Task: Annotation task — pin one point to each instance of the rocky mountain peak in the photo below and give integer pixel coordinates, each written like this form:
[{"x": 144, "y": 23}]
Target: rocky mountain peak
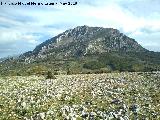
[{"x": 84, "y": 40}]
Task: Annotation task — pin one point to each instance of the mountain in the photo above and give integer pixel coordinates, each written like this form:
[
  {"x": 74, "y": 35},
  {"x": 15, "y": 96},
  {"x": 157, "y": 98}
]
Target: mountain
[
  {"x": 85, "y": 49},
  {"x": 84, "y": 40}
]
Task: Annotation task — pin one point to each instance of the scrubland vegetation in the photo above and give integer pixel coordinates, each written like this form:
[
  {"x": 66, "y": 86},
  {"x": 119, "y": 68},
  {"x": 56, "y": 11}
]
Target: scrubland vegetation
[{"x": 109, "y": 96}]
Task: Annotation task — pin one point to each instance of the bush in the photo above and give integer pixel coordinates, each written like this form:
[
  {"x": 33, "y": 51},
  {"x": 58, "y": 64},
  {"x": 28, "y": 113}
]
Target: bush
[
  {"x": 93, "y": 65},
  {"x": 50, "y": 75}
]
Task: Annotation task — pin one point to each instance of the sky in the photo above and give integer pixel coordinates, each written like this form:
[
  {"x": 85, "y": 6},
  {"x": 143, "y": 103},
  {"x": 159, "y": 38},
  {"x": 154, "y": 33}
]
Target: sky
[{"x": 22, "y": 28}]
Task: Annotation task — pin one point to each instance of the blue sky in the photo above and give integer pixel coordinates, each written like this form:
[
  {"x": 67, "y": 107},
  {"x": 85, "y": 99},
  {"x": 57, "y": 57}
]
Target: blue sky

* * *

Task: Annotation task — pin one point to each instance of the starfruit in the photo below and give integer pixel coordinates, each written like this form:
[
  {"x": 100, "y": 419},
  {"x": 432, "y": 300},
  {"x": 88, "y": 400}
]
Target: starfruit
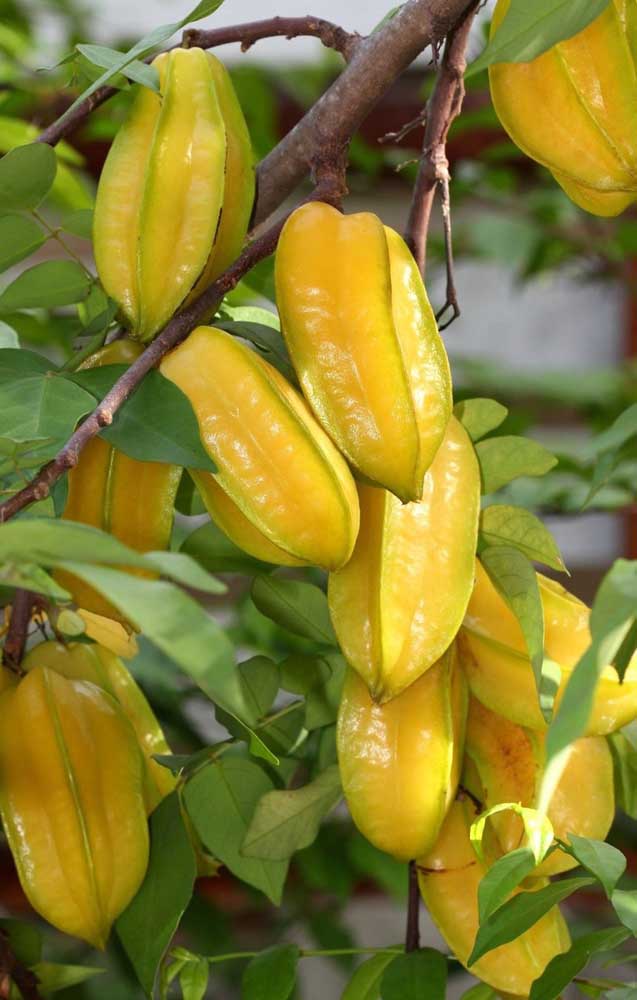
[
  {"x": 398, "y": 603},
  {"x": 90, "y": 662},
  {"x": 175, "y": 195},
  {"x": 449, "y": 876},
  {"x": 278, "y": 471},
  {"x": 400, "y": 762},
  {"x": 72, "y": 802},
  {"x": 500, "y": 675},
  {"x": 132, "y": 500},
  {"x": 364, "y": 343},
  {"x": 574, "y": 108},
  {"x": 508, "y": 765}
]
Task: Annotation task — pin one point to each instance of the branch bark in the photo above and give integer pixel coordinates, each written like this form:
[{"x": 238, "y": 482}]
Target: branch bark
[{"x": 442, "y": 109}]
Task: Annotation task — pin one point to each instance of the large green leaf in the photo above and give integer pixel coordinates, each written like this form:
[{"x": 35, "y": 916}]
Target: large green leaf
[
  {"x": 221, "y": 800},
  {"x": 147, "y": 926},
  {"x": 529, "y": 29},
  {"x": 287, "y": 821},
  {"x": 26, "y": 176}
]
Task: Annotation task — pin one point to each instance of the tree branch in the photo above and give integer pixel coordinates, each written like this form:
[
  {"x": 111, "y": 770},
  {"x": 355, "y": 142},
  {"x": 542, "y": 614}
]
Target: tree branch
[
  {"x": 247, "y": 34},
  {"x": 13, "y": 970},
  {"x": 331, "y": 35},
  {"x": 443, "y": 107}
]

AIM
Swap "integer" for "whole-number" in the data, starting with the line that contains "of the mountain" and going on through the line that contains "Target: blue sky". Return only those lines, with everything else unchanged.

OUTPUT
Task: Annotation task — pin one point to each instance of the mountain in the photo above and give whole-number pixel coordinates, each written like this form:
[
  {"x": 74, "y": 35},
  {"x": 15, "y": 96},
  {"x": 157, "y": 98}
]
Target: mountain
[
  {"x": 85, "y": 49},
  {"x": 84, "y": 40}
]
Task: Annotation task — pin one point to each instance of the scrubland vegetation in the photo above and give whole-number pixel coordinates, each written like this form:
[
  {"x": 66, "y": 86},
  {"x": 119, "y": 68},
  {"x": 56, "y": 11}
]
Target: scrubland vegetation
[{"x": 109, "y": 96}]
Task: Annotation task — pin one point to each instance of the bush in the photo above and give whole-number pixel coordinates, each written like this form:
[
  {"x": 33, "y": 51},
  {"x": 58, "y": 64},
  {"x": 28, "y": 113}
]
Target: bush
[
  {"x": 93, "y": 65},
  {"x": 50, "y": 75}
]
Task: Annotation task — pin one point to each instance of the sky in the photo above and give whole-number pixel coordinates, each written like this form:
[
  {"x": 85, "y": 6},
  {"x": 143, "y": 103},
  {"x": 159, "y": 38},
  {"x": 154, "y": 33}
]
Target: sky
[{"x": 22, "y": 28}]
Task: Annotation task — pin one point to each instance of the blue sky in the photo above and give whole-number pixel coordinates, each written like this form:
[
  {"x": 67, "y": 107},
  {"x": 85, "y": 99},
  {"x": 57, "y": 57}
]
Target: blue sky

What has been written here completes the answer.